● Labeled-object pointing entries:
◆ ◆ ◆

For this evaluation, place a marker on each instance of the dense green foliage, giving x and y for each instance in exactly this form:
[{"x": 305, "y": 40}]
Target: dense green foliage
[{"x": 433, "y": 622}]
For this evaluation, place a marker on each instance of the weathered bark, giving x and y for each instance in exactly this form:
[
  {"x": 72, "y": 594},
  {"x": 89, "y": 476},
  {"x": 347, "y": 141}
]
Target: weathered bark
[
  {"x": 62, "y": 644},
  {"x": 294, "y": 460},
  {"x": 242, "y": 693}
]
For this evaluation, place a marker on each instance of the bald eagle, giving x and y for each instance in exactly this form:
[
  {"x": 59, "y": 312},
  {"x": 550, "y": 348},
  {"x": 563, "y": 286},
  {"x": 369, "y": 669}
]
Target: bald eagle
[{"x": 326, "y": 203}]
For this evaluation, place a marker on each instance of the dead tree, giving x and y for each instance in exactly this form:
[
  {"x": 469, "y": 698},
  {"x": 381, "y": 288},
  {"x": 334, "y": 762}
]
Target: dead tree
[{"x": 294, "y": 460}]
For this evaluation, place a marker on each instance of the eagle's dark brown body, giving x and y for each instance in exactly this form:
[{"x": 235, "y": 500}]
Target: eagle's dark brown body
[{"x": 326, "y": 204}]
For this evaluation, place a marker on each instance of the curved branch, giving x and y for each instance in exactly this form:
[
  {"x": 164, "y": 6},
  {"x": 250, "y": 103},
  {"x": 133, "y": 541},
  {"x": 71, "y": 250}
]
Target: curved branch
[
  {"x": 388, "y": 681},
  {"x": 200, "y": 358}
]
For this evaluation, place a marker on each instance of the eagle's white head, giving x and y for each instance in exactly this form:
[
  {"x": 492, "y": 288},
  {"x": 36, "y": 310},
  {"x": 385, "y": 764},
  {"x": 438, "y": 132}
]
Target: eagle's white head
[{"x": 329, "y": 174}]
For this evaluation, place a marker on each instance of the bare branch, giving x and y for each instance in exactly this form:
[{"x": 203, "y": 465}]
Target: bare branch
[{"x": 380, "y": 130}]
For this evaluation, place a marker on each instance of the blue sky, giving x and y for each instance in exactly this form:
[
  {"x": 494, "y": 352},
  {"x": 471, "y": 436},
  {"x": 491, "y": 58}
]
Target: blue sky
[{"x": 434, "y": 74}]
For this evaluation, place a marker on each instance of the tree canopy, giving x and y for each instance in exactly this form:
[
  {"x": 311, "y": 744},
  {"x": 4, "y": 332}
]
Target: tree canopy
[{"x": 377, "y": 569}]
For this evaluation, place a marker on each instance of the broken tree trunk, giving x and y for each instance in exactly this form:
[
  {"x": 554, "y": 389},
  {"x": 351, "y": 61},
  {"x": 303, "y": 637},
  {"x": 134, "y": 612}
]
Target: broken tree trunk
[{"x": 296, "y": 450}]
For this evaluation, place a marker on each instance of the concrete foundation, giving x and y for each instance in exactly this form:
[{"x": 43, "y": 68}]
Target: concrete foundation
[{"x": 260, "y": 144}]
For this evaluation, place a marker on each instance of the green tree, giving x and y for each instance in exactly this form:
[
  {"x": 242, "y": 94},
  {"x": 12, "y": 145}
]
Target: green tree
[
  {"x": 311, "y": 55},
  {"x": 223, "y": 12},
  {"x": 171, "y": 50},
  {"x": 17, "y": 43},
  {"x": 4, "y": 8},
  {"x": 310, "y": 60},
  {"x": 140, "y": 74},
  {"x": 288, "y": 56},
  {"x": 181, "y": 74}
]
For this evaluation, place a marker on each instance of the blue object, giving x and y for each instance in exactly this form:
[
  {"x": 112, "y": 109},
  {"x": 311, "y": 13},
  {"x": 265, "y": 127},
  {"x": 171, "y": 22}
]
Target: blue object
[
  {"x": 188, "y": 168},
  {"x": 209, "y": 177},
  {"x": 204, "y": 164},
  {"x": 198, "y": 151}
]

◆ ◆ ◆

● Short task:
Rewrite the listing from the line that contains "of the bare" through its end, keeping the requests unchanged, and add -66 to every x and y coordinate in the answers.

● Solution to this exercise:
For this evaluation, place a marker on each instance of the bare branch, giving x and y for each instance in exactly this form:
[{"x": 203, "y": 465}]
Target: bare branch
[{"x": 314, "y": 64}]
For this evaluation, place a marker on each instance of the blue sky, giving x and y for each instance in exactly this form:
[
  {"x": 494, "y": 352},
  {"x": 471, "y": 436},
  {"x": 491, "y": 58}
]
Target: blue sky
[{"x": 368, "y": 8}]
For this evaluation, place a marker on each instance of the tree canopy, giving x and y for each instance in exactly this form:
[
  {"x": 311, "y": 744},
  {"x": 4, "y": 332}
]
Target: tree canopy
[{"x": 311, "y": 503}]
For this evaluation, place a marker on each instance of the broken tree trunk, giving x and y for each instance in exactly this form:
[
  {"x": 554, "y": 389},
  {"x": 351, "y": 61},
  {"x": 303, "y": 637},
  {"x": 134, "y": 612}
]
Target: broken tree trunk
[{"x": 230, "y": 384}]
For this evaluation, place a marker on each instance of the concrete foundation, giving x and y for each instance in exactly this form:
[{"x": 43, "y": 68}]
Target: concrete foundation
[{"x": 194, "y": 78}]
For this evaluation, place a marker on each instance of the green tree, giving x and y for each instance in exactly this form:
[
  {"x": 242, "y": 94},
  {"x": 12, "y": 145}
]
Target: green tree
[
  {"x": 245, "y": -11},
  {"x": 157, "y": -54},
  {"x": 105, "y": -16},
  {"x": -49, "y": -23},
  {"x": -62, "y": -58},
  {"x": 244, "y": -6},
  {"x": 74, "y": 8},
  {"x": 222, "y": -10},
  {"x": 115, "y": 8}
]
For this evaluation, place a marker on each instance of the blue object, giving x and y for each instance in exactly this form:
[
  {"x": 112, "y": 109},
  {"x": 311, "y": 13},
  {"x": 265, "y": 127},
  {"x": 171, "y": 22}
]
Target: blue object
[
  {"x": 122, "y": 102},
  {"x": 143, "y": 111},
  {"x": 138, "y": 98},
  {"x": 132, "y": 85}
]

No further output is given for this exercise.